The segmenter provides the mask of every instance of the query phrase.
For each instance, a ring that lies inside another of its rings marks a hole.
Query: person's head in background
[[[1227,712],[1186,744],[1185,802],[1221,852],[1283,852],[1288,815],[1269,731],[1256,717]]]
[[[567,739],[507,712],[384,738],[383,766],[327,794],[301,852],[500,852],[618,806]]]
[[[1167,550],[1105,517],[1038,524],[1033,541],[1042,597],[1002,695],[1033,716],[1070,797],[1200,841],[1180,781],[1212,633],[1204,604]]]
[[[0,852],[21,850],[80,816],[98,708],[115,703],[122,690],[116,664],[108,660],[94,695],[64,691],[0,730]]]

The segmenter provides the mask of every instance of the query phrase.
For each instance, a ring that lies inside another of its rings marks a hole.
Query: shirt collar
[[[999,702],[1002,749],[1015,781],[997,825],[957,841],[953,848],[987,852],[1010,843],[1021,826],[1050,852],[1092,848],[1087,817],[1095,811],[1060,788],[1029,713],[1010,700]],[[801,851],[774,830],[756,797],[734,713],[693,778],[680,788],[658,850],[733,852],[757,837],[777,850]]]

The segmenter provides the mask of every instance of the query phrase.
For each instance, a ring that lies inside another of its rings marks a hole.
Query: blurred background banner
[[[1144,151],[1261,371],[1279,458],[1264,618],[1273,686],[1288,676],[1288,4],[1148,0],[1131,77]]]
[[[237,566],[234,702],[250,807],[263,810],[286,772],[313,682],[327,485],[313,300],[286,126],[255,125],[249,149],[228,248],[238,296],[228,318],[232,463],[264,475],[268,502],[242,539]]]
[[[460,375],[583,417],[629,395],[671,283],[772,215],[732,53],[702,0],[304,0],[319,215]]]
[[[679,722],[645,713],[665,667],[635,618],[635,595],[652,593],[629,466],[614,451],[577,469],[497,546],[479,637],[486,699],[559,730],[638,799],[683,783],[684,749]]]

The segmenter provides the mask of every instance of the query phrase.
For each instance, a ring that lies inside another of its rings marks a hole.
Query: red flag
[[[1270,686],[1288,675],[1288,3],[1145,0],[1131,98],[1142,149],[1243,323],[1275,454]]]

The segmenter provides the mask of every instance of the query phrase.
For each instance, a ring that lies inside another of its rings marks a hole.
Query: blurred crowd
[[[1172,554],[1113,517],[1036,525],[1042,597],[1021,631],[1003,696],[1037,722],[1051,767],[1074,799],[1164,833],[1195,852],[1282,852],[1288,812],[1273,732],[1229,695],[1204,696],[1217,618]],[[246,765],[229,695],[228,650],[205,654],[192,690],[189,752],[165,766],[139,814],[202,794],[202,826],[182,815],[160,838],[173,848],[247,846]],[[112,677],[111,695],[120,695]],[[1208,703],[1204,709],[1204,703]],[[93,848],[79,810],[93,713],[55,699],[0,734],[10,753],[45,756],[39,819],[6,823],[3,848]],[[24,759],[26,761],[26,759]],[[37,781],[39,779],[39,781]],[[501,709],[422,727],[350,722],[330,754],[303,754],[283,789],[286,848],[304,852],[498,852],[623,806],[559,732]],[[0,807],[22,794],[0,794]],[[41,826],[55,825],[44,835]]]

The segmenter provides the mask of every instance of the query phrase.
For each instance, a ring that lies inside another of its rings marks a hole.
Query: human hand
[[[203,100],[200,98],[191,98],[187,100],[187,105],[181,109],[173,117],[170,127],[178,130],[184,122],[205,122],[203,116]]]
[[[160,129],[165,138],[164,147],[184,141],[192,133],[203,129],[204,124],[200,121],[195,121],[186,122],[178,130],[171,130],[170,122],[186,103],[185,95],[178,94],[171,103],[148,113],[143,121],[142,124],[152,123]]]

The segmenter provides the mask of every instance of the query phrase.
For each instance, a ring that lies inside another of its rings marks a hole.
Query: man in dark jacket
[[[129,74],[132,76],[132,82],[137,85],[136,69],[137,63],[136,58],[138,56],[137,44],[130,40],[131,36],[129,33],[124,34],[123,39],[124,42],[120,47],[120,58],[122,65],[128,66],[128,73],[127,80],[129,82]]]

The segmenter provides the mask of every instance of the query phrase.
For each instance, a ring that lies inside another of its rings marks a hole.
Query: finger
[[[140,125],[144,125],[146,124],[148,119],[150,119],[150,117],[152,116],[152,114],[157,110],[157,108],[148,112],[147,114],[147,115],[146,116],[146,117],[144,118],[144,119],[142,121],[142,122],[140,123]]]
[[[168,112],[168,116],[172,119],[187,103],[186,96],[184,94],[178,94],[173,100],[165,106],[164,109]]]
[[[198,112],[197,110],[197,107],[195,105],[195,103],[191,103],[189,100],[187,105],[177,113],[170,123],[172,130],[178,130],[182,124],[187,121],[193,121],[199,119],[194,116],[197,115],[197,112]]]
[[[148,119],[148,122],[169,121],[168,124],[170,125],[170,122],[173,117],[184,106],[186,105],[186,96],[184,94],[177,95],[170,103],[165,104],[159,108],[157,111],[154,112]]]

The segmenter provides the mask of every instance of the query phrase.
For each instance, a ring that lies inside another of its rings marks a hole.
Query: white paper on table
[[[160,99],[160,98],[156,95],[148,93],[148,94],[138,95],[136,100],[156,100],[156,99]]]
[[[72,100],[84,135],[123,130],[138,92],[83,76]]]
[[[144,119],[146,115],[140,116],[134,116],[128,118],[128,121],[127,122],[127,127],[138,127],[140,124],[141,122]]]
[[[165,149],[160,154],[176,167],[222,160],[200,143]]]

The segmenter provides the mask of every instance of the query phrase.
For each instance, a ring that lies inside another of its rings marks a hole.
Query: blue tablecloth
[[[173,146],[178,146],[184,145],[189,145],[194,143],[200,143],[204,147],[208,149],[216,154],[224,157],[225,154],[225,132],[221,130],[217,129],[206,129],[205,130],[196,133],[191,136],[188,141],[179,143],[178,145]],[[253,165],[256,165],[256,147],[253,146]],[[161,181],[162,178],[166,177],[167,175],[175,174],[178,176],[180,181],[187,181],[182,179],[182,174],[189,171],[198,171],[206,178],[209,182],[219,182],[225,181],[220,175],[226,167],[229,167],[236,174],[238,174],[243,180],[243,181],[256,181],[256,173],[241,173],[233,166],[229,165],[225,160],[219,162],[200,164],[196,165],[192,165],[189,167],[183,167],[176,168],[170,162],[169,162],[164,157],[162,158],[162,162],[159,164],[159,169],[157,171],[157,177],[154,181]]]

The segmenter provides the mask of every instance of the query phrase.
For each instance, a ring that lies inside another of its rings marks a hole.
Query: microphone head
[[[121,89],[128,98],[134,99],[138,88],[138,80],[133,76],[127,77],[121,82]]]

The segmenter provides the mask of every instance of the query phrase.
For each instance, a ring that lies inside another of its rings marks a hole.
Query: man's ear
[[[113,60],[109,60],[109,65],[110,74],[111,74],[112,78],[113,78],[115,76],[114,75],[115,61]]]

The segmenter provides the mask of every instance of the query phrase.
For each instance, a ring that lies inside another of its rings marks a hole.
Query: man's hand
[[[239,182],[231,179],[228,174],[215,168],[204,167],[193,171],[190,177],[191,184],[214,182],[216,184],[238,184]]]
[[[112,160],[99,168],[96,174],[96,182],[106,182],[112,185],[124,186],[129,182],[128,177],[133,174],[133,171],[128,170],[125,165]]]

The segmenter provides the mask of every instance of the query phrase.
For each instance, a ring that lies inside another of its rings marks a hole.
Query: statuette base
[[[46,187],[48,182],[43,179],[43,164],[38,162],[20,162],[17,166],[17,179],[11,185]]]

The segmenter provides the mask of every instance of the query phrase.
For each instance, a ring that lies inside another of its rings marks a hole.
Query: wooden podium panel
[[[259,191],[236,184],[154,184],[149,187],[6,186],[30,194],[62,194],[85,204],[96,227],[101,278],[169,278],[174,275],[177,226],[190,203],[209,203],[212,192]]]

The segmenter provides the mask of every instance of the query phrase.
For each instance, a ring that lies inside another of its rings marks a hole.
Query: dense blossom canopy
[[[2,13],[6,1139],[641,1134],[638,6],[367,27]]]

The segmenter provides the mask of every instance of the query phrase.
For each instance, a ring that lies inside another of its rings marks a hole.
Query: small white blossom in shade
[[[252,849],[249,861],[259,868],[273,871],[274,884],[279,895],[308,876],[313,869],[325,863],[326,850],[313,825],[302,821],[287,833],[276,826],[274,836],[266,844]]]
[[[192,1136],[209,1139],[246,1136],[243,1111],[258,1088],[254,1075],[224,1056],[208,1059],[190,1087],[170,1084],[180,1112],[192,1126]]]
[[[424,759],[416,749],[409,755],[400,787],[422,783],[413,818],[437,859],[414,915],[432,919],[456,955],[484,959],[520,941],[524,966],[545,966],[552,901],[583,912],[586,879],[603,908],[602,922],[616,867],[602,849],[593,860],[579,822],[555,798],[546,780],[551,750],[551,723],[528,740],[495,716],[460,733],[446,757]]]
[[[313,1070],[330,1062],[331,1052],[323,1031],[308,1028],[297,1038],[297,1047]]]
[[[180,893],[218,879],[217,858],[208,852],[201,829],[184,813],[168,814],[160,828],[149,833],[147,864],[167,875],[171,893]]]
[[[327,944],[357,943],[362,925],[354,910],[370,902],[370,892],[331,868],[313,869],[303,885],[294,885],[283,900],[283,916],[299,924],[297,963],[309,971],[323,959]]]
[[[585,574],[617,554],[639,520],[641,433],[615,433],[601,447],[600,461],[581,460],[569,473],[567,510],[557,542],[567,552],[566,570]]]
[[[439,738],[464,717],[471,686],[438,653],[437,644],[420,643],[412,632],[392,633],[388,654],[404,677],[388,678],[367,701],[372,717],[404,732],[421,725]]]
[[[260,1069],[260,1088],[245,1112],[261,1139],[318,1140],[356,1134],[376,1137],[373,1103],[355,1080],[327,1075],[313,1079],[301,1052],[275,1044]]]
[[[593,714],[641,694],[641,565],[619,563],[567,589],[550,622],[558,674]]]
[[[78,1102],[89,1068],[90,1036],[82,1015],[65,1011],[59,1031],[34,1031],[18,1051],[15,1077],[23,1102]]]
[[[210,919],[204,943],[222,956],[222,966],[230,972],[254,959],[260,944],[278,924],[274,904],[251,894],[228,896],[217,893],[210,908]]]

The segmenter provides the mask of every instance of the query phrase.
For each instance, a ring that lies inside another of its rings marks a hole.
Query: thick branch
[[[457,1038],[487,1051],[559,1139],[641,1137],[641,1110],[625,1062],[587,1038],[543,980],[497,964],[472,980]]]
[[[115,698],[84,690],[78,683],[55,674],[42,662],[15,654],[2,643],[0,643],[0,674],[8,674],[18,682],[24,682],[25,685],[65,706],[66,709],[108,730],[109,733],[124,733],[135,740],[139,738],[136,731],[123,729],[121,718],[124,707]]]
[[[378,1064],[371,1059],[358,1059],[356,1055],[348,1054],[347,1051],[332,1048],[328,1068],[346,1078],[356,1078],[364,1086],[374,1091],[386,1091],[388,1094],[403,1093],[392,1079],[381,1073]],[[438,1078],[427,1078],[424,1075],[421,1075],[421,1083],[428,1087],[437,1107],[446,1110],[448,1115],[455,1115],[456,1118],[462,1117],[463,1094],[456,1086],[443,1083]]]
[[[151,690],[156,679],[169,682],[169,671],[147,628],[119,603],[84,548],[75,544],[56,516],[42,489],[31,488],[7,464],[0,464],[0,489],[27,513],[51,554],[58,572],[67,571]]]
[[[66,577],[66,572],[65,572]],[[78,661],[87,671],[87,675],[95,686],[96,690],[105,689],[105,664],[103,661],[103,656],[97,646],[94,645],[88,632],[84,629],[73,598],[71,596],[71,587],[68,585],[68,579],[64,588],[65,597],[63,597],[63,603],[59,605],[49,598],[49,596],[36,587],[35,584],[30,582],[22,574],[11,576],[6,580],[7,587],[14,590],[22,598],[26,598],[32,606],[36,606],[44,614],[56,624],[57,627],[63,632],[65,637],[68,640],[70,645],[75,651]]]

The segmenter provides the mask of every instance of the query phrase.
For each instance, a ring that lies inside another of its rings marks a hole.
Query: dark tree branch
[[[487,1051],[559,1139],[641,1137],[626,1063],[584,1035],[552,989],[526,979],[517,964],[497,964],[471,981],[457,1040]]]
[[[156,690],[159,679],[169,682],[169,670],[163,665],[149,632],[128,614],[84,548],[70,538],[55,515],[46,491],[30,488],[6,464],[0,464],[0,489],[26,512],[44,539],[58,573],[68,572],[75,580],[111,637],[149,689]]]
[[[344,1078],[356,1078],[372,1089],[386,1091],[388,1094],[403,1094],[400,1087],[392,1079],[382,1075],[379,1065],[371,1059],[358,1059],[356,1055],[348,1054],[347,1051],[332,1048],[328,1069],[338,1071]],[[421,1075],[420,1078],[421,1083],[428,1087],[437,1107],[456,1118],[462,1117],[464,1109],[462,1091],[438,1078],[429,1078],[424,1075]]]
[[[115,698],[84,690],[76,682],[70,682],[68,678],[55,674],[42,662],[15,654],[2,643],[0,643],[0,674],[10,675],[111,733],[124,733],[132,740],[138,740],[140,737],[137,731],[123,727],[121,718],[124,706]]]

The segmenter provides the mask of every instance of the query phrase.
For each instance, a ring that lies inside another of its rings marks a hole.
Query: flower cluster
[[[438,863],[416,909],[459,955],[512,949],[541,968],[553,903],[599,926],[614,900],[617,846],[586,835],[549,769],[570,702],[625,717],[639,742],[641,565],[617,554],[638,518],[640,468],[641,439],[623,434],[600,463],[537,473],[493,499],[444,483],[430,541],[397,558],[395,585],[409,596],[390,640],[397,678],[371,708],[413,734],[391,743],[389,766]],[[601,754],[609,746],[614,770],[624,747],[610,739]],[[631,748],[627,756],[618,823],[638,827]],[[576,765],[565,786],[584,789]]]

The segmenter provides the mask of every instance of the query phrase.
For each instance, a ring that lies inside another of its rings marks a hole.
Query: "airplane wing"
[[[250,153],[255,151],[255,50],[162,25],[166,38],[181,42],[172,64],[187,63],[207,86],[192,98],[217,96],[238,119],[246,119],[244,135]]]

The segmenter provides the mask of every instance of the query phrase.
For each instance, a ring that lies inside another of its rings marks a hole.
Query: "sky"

• _Directive_
Which lines of the items above contain the word "white"? Report every such line in full, counting only matches with the same case.

• _Written answer_
Query: white paper on table
Query: small white blossom in shade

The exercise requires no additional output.